■ SELECTED PASSAGE
BEGIN
Swimming Pool Envy

“We’re going to move to France, to live the simple life….we’ll buy a little cottage in a sleepy little rural village in the sunshine…. We’ll do it up ourselves, live off the land or buy only in local markets….. it will be so much cheaper, so much easier, so few pressures, so much….simpler.”  Er, yeah.

 

We moved to France, to a sleepy little rural village in the sunshine.  Luckily, we had no illusions, no dream of a simple life. Basically, it was the start of the Celtic Tiger boom in Ireland and we were trying to buy a house in Dublin, but of all the estate agents and auctioneers I visited with our details, not one – not a SINGLE ONE came back to me.  So we said yerrasoditanyway, let’s buy in France instead. Apropos of The Dream, we bought a modern (but local design timberclad) 4 bedroom house with a balcony and a small garden in a good location which would sell easily in case we weren’t happy in France. We were very happy in France. The sunshine was great, but in the Haute Savoie, for 100 days of the year the temperature is below freezing and our little ‘mitoyenne’ house (in the centre of 3, joined by garages) had no fireplace.

 

After two winters, we though we’d either A: put in a wood stove B: buy a new house or C: freeze to death. Because in France NOTHING is simple (think of the word ‘bureaucracy’  where did it originate?) and it was all such a palaver, we decided to move, but first applied to the Mairie (local administration) for planning permission for a ‘cheminée’ and as soon as we got that, we put the house on the market. Three weeks later it was sold, at one third more than we’d paid for it. To make a long story short, because we loved the area and wanted to remain there, we bought a house down the road, closer to the lake, bigger, detached and surrounded by a large garden. It had a fireplace…..and a swimming pool.
END
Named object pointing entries
BEGIN
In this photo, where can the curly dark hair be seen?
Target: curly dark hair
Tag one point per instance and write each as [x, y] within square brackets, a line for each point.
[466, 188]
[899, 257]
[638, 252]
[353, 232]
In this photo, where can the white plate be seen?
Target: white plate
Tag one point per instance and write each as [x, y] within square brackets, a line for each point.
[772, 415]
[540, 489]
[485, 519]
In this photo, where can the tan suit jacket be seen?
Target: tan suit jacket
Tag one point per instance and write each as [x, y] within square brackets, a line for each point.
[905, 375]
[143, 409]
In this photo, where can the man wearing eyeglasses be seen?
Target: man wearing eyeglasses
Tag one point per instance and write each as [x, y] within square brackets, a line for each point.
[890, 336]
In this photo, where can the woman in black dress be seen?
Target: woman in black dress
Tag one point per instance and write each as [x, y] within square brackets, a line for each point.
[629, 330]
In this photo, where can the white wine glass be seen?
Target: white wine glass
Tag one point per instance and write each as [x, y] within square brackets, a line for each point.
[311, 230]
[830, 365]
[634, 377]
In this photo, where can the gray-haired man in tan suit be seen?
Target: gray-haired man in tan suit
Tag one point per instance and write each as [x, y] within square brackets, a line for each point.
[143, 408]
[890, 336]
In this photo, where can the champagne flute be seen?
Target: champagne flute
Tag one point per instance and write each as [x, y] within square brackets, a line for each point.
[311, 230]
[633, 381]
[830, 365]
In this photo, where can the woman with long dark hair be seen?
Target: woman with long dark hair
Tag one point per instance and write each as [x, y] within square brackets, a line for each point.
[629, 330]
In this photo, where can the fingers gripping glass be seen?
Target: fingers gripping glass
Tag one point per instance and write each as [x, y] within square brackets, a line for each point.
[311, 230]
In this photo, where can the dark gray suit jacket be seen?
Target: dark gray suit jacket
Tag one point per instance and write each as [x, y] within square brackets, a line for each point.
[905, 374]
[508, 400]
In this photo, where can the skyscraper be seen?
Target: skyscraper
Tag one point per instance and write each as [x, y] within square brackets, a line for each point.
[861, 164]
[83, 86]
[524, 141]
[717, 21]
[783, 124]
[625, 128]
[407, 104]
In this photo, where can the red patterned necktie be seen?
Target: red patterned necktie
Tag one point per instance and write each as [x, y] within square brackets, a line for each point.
END
■ AIM 1
From the essay on moving to France, extract everything from "After two winters, we" down to "a swimming pool.".
■ AIM 2
Answer these questions using the essay on moving to France:
(a) For how many days of the year is the temperature below freezing in the Haute Savoie?
(b) How long after going on the market did the first house sell?
(c) What two features did the second house have that the first one lacked, as listed at the end?

■ EXPECTED ANSWER 1
After two winters, we though we’d either A: put in a wood stove B: buy a new house or C: freeze to death. Because in France NOTHING is simple (think of the word ‘bureaucracy’  where did it originate?) and it was all such a palaver, we decided to move, but first applied to the Mairie (local administration) for planning permission for a ‘cheminée’ and as soon as we got that, we put the house on the market. Three weeks later it was sold, at one third more than we’d paid for it. To make a long story short, because we loved the area and wanted to remain there, we bought a house down the road, closer to the lake, bigger, detached and surrounded by a large garden. It had a fireplace…..and a swimming pool.

■ EXPECTED ANSWER 2
(a) 100 days.
(b) Three weeks.
(c) A fireplace and a swimming pool.